_YOUR INSTRUCTIONS_. Output exactly, please, the lines of the records below from the one containing "Practice step: find the tree foliage" through the final line.
-- begin --
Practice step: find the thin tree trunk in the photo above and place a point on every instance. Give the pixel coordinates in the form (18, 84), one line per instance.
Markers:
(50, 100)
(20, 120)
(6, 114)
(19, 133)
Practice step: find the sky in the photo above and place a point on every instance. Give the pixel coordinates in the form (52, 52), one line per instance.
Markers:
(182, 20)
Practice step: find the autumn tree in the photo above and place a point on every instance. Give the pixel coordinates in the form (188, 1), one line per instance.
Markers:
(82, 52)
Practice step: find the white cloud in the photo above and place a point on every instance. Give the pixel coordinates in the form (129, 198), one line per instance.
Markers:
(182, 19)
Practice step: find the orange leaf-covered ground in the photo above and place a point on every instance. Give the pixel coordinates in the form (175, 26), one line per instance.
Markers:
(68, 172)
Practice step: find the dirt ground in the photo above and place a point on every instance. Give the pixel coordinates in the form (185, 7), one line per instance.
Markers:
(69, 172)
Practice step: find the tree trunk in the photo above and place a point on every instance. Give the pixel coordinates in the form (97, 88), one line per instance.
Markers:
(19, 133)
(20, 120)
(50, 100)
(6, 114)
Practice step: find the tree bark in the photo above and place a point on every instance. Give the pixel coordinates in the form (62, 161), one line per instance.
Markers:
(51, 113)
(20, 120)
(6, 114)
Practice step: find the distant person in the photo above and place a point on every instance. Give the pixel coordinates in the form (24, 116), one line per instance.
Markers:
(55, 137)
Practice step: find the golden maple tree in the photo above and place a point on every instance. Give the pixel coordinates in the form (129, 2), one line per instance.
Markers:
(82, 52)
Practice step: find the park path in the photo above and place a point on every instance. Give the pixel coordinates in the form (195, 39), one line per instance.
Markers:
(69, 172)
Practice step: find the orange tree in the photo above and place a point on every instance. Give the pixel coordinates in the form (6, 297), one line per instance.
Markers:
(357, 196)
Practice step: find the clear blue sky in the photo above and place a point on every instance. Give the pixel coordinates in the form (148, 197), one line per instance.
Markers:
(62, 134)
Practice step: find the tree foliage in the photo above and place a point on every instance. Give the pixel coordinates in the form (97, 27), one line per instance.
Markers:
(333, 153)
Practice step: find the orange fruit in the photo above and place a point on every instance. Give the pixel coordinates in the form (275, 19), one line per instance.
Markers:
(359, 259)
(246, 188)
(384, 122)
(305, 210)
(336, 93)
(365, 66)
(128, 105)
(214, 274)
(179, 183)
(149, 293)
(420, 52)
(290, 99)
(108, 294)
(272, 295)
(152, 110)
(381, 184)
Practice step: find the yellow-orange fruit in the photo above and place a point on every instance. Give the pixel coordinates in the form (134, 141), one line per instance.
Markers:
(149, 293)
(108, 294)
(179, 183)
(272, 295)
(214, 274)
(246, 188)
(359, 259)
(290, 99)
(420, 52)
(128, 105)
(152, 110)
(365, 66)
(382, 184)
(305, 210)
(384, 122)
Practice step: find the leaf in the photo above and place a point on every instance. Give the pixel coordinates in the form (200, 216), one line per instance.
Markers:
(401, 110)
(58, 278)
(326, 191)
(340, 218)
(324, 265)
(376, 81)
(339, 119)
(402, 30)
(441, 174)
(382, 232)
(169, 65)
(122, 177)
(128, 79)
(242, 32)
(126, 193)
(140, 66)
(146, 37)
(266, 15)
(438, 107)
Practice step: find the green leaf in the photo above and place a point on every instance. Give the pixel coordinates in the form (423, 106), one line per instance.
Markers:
-- end --
_RESULT OF THE TASK_.
Practice step: find the tree foliage in the photo above and place a point on every instance. Give the pixel coordinates in the form (97, 27), one line per instance.
Markers:
(333, 153)
Practice step: find the orange fruit in the photo above and place a point on every instance. Give the pixel coordinates in the form (275, 19), one line per instance.
Markers:
(359, 259)
(246, 188)
(384, 122)
(305, 210)
(336, 93)
(365, 66)
(128, 105)
(214, 274)
(179, 183)
(149, 293)
(420, 52)
(290, 99)
(108, 294)
(272, 295)
(152, 110)
(381, 184)
Practice step: find the yellow-orange fruit in the photo above and place a point on every instance. Give the pixel coordinates in the form (134, 141), one line per instance.
Markers:
(149, 293)
(108, 294)
(179, 183)
(272, 295)
(214, 274)
(246, 188)
(359, 259)
(290, 99)
(420, 52)
(128, 105)
(152, 110)
(365, 66)
(382, 184)
(305, 210)
(384, 122)
Practice step: find the leaf in the photo above and place a point on every instance. Give the pixel coordinates in the form (200, 216), one line per instance.
Markers:
(401, 110)
(58, 278)
(326, 191)
(340, 218)
(324, 265)
(376, 81)
(339, 119)
(402, 30)
(441, 174)
(382, 232)
(169, 65)
(122, 177)
(128, 79)
(242, 32)
(126, 193)
(140, 66)
(146, 37)
(266, 15)
(438, 107)
Practice step: find the green leaf in the photo above and place a point on every instance. Give the pixel coordinates in the form (423, 106), one line per instance.
Markers:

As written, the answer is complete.